Task instructions:
1 – In the passage on Williams's paintings, which side of the house does he light with a spotlight in Dolls House?
2 – Continue the passage on Williams's paintings from where it stops.

Nothing overtly macabre can be glimpsed in Dolls House (pictured top), which offers a view of the building unaccompanied by any weird onlookers. But Williams rightly believes that the house ‘has a presence of its own.’ And the windows disclose an interior void which may well imply that no life exists within these silent premises. He increases the feeling of threat by training a spotlight on the left side of the house, thereby enclosing the other side in a strong, dark shadow. The sense of emptiness Williams explores here owes something to his recent experience when ‘I went by train to visit my mentally ill brother.’ The carriages all seemed disconcertingly deserted, and he soon realised that ‘there were more members of staff than passengers on the train.’
Before now, Williams has never made still life paintings continuously. He believes that ‘they are obviously dictated by the situation we’re in’, and Green Backdrop and Chestnut is dominated at its centre by a desicated magnolia. The longer we look at it, the more human this macabre form appears. At the top, a frowning face with an open mouth can readily be seen. So the rest of the magnolia begins to resemble a damaged, semi-skeletal body, and the horse chestnut shells are transformed into spiky elements, too.

Records supplied:

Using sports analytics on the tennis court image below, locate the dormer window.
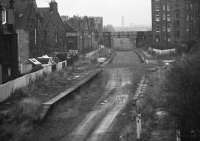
[2,9,7,24]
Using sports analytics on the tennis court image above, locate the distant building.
[103,32,112,48]
[136,31,153,48]
[152,0,200,49]
[64,16,103,53]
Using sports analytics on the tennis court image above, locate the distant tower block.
[121,16,125,27]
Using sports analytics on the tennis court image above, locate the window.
[156,37,160,43]
[163,5,165,11]
[2,9,7,24]
[167,17,171,22]
[167,5,170,11]
[176,31,180,38]
[163,14,166,21]
[34,28,37,45]
[167,27,171,32]
[156,17,160,22]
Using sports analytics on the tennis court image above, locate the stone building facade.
[0,0,19,84]
[152,0,200,49]
[1,0,67,74]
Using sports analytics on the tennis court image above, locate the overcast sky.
[36,0,151,26]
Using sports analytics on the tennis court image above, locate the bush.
[166,51,200,141]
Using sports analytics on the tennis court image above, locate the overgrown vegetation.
[165,50,200,141]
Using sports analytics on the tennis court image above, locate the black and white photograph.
[0,0,200,141]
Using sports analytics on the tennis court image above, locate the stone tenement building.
[152,0,200,49]
[1,0,70,74]
[0,0,19,84]
[35,0,67,56]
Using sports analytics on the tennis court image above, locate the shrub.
[165,51,200,141]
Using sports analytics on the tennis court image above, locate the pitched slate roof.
[0,0,37,28]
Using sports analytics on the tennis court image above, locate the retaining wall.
[0,61,67,102]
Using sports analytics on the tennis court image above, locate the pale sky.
[36,0,151,26]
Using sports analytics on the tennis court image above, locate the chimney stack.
[49,0,58,12]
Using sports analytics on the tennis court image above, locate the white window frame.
[1,9,7,24]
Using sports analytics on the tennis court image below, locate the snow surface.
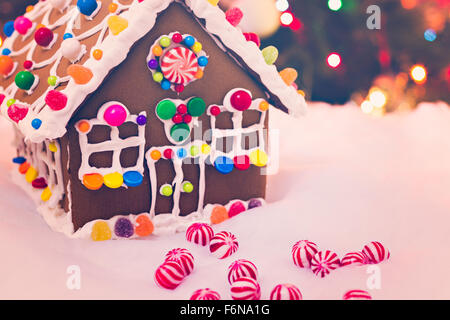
[0,104,450,299]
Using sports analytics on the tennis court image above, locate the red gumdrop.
[231,90,252,111]
[183,114,192,123]
[233,155,250,170]
[172,113,183,123]
[8,104,28,123]
[177,104,187,114]
[45,90,67,111]
[31,178,47,189]
[34,28,53,47]
[225,8,244,27]
[244,32,261,47]
[228,201,246,218]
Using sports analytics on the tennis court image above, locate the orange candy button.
[83,173,103,190]
[211,206,229,224]
[135,214,155,237]
[67,64,94,84]
[19,162,30,174]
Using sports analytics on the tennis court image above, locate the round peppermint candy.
[186,223,214,246]
[292,240,319,268]
[209,231,239,259]
[311,250,340,278]
[228,259,258,284]
[161,47,199,85]
[231,277,261,300]
[363,241,391,263]
[166,248,194,277]
[191,288,220,300]
[341,251,369,267]
[342,290,372,300]
[270,284,303,300]
[155,261,184,290]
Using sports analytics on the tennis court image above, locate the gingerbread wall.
[62,4,267,230]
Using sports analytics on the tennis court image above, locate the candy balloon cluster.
[156,97,206,143]
[147,32,209,93]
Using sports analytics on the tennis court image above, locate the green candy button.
[15,71,34,90]
[187,97,206,117]
[170,123,191,142]
[156,100,177,120]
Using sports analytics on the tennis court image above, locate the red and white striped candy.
[231,277,261,300]
[166,248,194,277]
[270,284,303,300]
[363,241,391,264]
[209,231,239,259]
[161,47,198,84]
[311,250,340,278]
[341,251,369,267]
[228,259,258,284]
[191,288,220,300]
[292,240,319,268]
[342,290,372,300]
[186,223,214,246]
[155,261,184,290]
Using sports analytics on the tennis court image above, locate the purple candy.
[136,115,147,126]
[248,199,262,210]
[114,218,134,238]
[148,59,158,70]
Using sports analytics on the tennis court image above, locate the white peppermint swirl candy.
[161,47,198,84]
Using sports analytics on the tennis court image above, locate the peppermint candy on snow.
[231,277,261,300]
[155,261,184,290]
[186,223,214,246]
[292,240,319,268]
[341,251,369,267]
[270,284,303,300]
[209,231,239,259]
[363,241,391,264]
[311,250,340,278]
[342,290,372,300]
[166,248,194,277]
[228,259,258,284]
[191,288,220,300]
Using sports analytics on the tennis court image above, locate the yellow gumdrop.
[280,68,298,86]
[208,0,219,6]
[25,166,39,183]
[41,187,52,202]
[103,172,123,189]
[202,144,211,154]
[108,16,128,36]
[91,221,111,241]
[250,150,269,167]
[48,142,58,152]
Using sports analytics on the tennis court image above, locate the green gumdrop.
[156,100,177,120]
[187,97,206,117]
[15,71,34,90]
[262,46,278,65]
[170,123,191,142]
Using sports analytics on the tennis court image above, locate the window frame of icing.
[75,101,148,190]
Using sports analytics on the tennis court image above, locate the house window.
[75,101,147,190]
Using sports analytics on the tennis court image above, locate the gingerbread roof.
[0,0,306,142]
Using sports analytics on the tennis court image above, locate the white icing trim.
[0,0,306,142]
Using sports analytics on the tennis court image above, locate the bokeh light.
[409,64,427,84]
[328,0,342,11]
[327,52,342,68]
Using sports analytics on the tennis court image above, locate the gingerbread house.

Responses to the exercise:
1 – The left side.

2 –
As for the head of the pigeon in Skeleton and Stripes, it bears an eerie resemblance to the masks worn by doctors who treated plague victims several centuries ago. When I ask Williams about this possible connection, he replies: ‘I know exactly what you mean, but I wasn’t intending that.’ He actually discovered his pigeon skeleton after taking down the board which covered a Victorian fireplace. ‘The pigeon probably fell down the chimney by accident’, he says. So this is a painting openly engaging with mortality, and its strong, brightly coloured stripes add to the potent sense of emotional tension.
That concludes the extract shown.